There is a culture of fear permeating our whole sport and it has to stop
➤ ‘Athlete A’ documentary and gymnast alliance hashtag have opened a positive conversation about abuse in gymnastics
Watching documentary there were moments that felt far too close to home for many gymnasts I know here in the UK. The film not only champions the courageous survivors who experienced devastating treatment at the hands of Larry Nassar, but also demonstrates the shocking culture within USA Gymnastics that allowed it to happen – where athlete voices were silenced and results were given more importance than individuals’ well-being.
While, thankfully, I have not heard of any sexual abuse cases here, there is a culture of abuse and fear that permeates the whole sport, not just in the US. Having experienced many years competing in gymnastics, and representing Great Britain at the London Olympics, I know that culture exists. It is not the whole sport or every coach, but there has definitely been a normalised level of emotional abuse, sometimes progressing to physical abuse, which needs to stop.
After seeing Athlete A, I was having conversations with former team-mates and we wanted to do something to respond to it. I drafted a written statement and suggested it would be powerful if we all posted it together – to show that gymnasts are all united against this abuse. Olympian Lisa Mason then came up with the hashtag “gymnast alliance” and we posted it last Monday. The amount of attention that got led to athletes speaking out on television and even a formal independent review being announced by British Gymnastics yesterday, so it has opened up the conversation, which is really positive.
In the past week, I have read a lot of people saying that they reported a coach who is still coaching now. That is really concerning to hear, because the standards British Gymnastics has set in place are meaningless if people are not being held accountable to those standards.
Some think this is all in the past, as those speaking up now experienced this five or more years ago. But I know for a fact there are current coaches and gymnasts who were afraid to post our message of support because they do not want to impact their career. Obviously there is still a culture of fear.

· · · ·

**Directives:**
1 – Answer these questions using the article on gymnastics:
(a) Who came up with the hashtag "gymnast alliance"?
(b) At which Olympics did the writer represent Great Britain?
(c) What did British Gymnastics announce after the statement drew attention?
2 – Write the next part of the article on gymnastics, picking up after its final sentence.
The data that comes next has no connection to the article on gymnastics.

· · · ·

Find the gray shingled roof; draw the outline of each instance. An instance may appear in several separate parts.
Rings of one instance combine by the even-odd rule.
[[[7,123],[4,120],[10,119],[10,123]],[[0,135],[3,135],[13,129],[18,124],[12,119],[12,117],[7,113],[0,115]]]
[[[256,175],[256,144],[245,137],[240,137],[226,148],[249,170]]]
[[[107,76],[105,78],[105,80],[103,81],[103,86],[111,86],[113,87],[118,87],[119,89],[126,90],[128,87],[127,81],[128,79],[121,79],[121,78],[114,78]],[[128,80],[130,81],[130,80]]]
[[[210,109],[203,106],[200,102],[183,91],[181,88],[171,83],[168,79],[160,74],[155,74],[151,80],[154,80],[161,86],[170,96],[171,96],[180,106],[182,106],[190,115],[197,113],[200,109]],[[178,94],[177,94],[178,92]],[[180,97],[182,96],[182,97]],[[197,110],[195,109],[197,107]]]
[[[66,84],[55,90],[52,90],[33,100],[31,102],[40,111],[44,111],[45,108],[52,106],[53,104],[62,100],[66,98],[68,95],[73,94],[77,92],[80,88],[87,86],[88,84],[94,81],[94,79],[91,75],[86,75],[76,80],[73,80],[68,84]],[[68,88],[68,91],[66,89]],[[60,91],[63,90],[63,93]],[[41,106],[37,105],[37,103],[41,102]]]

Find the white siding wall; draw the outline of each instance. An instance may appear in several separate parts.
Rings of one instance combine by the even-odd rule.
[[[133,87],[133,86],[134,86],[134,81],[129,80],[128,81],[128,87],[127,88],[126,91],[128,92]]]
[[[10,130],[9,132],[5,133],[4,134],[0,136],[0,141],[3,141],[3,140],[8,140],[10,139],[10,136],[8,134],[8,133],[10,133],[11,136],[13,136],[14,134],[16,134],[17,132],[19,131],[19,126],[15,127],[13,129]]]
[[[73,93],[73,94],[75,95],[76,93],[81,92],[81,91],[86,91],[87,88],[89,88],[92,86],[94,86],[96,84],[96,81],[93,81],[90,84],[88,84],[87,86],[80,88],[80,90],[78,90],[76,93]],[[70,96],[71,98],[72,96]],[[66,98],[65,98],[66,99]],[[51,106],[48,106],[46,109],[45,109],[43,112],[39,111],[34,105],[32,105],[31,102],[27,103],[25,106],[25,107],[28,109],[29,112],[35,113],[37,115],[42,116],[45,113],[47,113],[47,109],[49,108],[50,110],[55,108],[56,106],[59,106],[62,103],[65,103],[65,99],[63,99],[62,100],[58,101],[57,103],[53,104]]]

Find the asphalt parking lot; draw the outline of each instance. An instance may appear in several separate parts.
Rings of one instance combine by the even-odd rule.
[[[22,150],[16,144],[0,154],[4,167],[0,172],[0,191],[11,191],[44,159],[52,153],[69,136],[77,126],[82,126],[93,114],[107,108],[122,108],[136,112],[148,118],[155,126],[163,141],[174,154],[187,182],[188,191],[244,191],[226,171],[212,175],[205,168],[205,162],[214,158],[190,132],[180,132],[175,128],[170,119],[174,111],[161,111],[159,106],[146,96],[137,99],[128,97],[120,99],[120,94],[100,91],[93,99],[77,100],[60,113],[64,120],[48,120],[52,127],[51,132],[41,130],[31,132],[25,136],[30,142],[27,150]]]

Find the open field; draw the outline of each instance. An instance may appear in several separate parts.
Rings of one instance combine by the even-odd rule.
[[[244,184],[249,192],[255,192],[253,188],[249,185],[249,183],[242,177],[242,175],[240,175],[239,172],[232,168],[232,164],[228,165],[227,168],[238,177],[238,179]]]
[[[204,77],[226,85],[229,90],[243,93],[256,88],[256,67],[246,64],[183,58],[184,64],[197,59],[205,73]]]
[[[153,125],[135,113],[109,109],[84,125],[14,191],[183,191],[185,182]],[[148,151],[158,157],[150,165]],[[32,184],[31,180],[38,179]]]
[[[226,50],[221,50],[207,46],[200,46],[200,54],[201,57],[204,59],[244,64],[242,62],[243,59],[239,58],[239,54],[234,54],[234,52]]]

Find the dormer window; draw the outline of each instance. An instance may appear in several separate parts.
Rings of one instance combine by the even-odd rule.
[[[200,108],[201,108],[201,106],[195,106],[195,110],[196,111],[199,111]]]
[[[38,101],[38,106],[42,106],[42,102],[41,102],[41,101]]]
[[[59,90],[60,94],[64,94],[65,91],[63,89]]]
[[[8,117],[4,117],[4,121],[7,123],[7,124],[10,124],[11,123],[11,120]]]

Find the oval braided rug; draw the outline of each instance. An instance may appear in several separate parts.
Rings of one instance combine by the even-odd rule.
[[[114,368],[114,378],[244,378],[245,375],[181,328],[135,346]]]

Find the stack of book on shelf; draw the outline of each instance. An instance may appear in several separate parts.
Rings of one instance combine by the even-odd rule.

· · · ·

**Task results:**
1 –
(a) Olympian Lisa Mason
(b) The London Olympics
(c) A formal independent review

2 –
There are three main types of abuse, based on what I have seen and heard. A big one is around body image and weight-shaming, including weighing at too young an age – even seven years old. Poor performance is immediately attributed to weight and so many people say their coach would scream words to the effect of “What did you eat yesterday?” if they did something wrong in training.
Then there is physical abuse, like pushing gymnasts down into splits when they are not ready for it, smacking gymnasts’ legs, or pinching gymnasts to get them to focus.
Last, there is emotional abuse – bullying and shouting abuse. Gymnasts feel so afraid that they are getting injured and not speaking up, or worse, being told they are just “melodramatic” or making up their injuries.
A lot of gymnasts have had to have counselling, and some say they never would return to their old gymnastics clubs. This culture of mistreatment has been going on for 20 years or more – why has it been allowed for so long?
Two key things need to be solved right away: reporting and education. British Gymnastics says it has an integrity unit, but from what others are saying, evidently the reporting system has not worked. Its independent investigation is welcome progress.
Then education as a whole needs to happen. BG has a positive coaching module that is mandatory for all coaches, but from what I can tell it is not enough. It needs to be recurring and more widespread.
Ultimately, we need to be proactive in maintaining the right kind of culture, rather than reactive in fixing various issues when they crop up.
It is heartbreaking that so many gymnasts are so unhappy about their experiences, because the sport is amazing and it can absolutely be done right – these coaching methods are not necessary for good results. I was a college gymnast at UCLA and the culture there is basically run on high fives – it is so positive and holistic, and puts the athlete’s voice in the centre of the conversation.
I am so glad the conversation has been sparked since Athlete A and since our #gymnastalliance post. The more we talk, the more we can make sure every gymnast is safe and protected – and happy.
In competition: Jennifer Pinches at London 2012 and with the Duchess of Cambridge (top)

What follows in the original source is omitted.